··· SELECTED EXCERPT ···

Let’s stipulate that the subject here is control of personal
information. There are equal or more salient interests and concerns
sometimes lumped in with privacy. These include the fairness and
accuracy of big institutions’ algorithmic decision-making,
concerns with commodification or commercialization of online life,
and personal and financial security.
Consumers’ use of online services
will always have privacy costs and risks. That tension is a
competitive dimension of consumer Internet services that should never
be “solved.” Why should it be? Some consumers are
entirely rational to recognize the commercial and social benefits
they get from sharing information. Many others don’t want their
information out there. The costs and risks are too great in their
personal calculi. Services will change over time, of course, and
consumers’ interests will, too. Long live the privacy tension.
Online privacy is not an all-or-nothing
proposition. People adjust their use of social media and online
services based on perceived risks. They select among options, use
services pseudonymously, and curtail and shade what they share. So,
to the extent online media and services appear unsafe or
irresponsible, they lose business and thus revenue. There is no
market failure, in the sense used
in economics.
Of course, there are failures of the
common sort all around. People say they care about privacy, but don’t
do much to protect it. Network effects and other economies of scale
make for fewer options in online services and social media, so there
are fewer privacy options, much less bespoke privacy policies. And
companies sometimes fail to understand or abide by their privacy
policies.
Those privacy policies are contracts.
They divide up property rights in personal information very subtly—so
subtly, indeed, that it might be worth reviewing what
property is: a bundle of rights to possess, use,
subdivide, trade or sell, abandon, destroy, profit, and exclude
others from the things in the world.
The typical privacy policy vests the
right to possess data with the service provider—a bailment, in
legal terminology. The service provider gets certain rights to use
the data, the right to generate and use non-personal information from
the data, and so on. But the consumer maintains most rights to
exclude others from data about them, which is all-important privacy
protection. That’s subject to certain exceptions, such as
responding to emergencies, protecting the network or service, and
complying with valid legal processes.
When companies violate their privacy
promises, they’re at risk from public enforcement actions—from
Attorneys General and the Federal Trade Commission in the United
States, for example—and lawsuits, including class actions.
Payouts to consumers aren’t typically great because
individualized damages aren’t great. But there are economies of
scale here, too. Paying a little bit to a lot of people is expensive.

···

In the passage on online privacy, what legal term is given for a privacy policy vesting the right to possess data with the service provider? The material that comes next is separate from the passage on online privacy.

··· EXTRACTED ENTRIES ···

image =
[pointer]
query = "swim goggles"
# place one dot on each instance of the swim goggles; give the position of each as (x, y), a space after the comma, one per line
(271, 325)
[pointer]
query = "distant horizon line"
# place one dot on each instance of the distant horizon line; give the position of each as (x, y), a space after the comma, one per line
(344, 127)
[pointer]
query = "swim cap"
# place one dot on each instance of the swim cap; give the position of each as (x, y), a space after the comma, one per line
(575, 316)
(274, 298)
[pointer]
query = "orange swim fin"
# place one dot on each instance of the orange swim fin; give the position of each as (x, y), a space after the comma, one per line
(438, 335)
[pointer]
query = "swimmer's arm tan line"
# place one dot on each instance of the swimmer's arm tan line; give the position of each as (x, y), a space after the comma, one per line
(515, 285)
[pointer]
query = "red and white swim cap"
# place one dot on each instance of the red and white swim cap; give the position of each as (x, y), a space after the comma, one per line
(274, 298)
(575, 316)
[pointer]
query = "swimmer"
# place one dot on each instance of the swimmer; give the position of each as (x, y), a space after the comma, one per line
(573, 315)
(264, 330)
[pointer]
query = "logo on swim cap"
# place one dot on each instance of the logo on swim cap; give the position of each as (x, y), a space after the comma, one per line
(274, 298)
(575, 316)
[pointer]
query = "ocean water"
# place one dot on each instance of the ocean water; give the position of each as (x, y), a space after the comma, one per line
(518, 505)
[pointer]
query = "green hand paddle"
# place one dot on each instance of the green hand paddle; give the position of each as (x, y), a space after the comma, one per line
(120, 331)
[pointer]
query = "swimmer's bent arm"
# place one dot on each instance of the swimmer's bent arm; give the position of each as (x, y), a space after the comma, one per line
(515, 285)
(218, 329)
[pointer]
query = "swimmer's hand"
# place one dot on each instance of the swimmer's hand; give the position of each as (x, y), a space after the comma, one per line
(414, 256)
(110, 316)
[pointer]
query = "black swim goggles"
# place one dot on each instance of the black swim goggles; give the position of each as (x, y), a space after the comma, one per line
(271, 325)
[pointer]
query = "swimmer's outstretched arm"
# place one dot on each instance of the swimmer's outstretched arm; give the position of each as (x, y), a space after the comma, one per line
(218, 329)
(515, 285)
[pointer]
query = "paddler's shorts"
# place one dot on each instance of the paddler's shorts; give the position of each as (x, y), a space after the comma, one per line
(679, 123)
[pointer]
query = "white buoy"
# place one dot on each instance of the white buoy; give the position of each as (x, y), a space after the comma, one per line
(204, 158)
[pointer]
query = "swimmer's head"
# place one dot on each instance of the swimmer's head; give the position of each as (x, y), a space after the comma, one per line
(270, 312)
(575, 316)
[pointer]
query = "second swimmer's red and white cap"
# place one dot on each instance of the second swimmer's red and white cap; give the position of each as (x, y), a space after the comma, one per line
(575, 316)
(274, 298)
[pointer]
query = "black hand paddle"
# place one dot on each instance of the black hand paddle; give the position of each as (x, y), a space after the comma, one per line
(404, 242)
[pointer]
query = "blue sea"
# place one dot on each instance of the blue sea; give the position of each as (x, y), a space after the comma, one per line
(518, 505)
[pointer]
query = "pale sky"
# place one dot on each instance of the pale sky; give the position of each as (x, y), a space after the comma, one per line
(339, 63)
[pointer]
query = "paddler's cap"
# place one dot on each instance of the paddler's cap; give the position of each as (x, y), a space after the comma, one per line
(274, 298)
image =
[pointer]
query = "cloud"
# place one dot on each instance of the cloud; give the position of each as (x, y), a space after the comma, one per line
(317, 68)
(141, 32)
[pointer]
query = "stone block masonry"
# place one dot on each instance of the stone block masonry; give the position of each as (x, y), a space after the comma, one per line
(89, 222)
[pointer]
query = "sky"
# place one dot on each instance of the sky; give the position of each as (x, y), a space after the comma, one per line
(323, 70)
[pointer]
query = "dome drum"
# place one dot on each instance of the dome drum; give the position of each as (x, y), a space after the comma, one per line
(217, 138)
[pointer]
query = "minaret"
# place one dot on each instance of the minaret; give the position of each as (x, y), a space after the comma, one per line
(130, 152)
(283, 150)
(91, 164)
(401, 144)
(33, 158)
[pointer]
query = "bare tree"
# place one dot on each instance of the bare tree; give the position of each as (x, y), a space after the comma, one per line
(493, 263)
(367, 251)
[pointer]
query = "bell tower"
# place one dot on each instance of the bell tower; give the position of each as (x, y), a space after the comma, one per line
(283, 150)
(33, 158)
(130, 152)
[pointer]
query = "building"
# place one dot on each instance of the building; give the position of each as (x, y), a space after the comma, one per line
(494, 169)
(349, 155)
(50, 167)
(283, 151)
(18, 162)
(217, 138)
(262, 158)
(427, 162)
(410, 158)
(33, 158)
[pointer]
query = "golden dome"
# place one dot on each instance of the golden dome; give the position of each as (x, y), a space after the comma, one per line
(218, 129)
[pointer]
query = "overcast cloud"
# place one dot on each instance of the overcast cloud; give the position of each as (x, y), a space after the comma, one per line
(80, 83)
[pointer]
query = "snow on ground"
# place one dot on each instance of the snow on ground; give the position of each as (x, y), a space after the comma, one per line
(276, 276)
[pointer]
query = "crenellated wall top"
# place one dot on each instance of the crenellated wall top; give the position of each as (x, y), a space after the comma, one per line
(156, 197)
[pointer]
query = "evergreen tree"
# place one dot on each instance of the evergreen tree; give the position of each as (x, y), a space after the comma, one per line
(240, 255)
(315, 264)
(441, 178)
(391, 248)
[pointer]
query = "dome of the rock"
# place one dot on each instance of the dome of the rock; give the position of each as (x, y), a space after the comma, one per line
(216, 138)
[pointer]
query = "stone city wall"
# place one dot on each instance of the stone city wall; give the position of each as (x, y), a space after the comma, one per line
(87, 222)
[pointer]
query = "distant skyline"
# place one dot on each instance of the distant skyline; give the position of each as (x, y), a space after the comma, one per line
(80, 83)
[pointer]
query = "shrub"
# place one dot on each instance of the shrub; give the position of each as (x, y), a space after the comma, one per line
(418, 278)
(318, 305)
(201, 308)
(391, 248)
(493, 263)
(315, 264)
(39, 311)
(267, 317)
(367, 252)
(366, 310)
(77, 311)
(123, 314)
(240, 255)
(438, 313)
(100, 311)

···
··· EXTRACTED ENTRIES ···

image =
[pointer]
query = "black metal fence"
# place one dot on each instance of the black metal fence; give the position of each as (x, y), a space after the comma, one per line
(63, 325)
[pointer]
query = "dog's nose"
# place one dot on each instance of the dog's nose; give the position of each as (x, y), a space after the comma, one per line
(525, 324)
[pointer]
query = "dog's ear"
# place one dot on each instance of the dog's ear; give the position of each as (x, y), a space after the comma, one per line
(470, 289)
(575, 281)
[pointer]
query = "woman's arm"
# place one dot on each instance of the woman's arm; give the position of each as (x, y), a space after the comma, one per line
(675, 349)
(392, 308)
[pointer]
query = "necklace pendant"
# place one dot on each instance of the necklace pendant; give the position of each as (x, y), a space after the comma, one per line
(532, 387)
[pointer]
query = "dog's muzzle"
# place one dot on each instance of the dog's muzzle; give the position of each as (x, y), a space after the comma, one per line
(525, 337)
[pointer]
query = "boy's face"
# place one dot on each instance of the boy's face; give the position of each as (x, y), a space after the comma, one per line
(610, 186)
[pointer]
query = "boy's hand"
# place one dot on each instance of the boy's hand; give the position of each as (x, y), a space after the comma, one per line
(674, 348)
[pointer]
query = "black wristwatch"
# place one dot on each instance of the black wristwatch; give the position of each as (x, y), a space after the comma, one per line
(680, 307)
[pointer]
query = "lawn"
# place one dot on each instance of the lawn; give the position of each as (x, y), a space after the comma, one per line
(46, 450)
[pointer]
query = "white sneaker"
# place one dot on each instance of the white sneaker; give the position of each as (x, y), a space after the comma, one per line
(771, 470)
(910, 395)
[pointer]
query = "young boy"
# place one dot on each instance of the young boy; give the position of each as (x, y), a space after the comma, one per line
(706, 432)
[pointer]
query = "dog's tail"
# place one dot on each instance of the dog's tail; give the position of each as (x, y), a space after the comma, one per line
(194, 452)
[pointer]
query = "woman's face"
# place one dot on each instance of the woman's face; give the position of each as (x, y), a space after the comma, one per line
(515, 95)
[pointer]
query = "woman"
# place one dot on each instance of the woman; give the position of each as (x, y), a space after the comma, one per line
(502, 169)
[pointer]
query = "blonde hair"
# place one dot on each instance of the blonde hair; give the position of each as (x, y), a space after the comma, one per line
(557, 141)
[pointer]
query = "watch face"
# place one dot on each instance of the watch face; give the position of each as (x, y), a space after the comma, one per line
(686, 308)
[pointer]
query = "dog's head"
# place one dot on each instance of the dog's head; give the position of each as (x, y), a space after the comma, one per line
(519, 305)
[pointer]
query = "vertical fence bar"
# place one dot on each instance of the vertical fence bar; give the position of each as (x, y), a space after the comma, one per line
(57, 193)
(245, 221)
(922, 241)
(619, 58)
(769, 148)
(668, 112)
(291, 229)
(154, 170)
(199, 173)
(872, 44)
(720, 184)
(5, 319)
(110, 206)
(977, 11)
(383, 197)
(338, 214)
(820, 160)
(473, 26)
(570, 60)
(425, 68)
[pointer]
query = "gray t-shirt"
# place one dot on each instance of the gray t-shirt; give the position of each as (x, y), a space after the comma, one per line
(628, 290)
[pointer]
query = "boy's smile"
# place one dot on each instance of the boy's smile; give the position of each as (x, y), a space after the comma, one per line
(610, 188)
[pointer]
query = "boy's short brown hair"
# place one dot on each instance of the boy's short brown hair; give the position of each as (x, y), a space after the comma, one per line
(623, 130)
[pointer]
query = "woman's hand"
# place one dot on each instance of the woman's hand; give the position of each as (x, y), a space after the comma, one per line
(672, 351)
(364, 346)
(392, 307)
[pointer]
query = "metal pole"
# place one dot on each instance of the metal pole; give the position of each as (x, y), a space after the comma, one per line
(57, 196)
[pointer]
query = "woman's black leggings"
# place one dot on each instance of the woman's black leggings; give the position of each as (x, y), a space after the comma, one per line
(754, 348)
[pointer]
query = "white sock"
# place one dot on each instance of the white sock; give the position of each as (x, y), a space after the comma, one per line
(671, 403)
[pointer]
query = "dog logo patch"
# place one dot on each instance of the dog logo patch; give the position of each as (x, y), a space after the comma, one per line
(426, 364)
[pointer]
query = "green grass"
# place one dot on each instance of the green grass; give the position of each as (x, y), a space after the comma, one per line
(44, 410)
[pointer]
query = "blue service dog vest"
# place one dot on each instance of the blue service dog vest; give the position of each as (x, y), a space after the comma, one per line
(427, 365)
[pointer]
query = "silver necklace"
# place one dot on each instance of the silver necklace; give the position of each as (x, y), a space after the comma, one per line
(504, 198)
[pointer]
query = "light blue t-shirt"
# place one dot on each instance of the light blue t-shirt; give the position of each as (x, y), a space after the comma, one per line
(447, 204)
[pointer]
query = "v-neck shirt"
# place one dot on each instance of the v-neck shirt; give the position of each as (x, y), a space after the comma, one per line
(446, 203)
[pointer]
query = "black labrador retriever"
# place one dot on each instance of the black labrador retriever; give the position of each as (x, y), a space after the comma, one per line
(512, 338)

···
··· EXTRACTED ENTRIES ···

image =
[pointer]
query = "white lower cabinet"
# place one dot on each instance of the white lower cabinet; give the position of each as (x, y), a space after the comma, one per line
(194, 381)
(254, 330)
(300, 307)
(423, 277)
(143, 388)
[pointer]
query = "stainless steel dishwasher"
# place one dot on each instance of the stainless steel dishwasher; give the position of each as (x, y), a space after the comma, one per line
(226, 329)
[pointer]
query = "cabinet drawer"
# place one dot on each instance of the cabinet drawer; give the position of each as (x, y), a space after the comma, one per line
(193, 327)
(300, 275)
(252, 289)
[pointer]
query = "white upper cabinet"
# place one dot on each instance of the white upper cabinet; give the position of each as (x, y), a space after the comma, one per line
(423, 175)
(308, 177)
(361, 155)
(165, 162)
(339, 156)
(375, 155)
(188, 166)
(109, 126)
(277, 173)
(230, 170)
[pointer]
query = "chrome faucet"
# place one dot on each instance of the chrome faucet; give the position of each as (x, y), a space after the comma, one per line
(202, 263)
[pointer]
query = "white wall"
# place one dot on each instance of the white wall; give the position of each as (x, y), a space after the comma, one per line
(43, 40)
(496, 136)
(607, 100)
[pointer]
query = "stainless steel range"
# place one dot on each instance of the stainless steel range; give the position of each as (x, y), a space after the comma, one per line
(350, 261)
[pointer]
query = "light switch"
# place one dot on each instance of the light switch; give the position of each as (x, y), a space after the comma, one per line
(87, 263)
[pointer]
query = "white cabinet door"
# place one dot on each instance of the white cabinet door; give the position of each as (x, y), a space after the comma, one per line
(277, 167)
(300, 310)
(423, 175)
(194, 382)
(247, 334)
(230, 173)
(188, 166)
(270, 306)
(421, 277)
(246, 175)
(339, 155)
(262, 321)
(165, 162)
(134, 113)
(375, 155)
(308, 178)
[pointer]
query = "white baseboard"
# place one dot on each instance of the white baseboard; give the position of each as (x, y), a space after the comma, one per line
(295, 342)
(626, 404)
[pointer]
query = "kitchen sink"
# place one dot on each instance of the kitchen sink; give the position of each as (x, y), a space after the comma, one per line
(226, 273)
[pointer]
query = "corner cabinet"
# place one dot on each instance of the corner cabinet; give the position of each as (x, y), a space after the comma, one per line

···

• **RESPONSE TO THE EXERCISE**:
A bailment.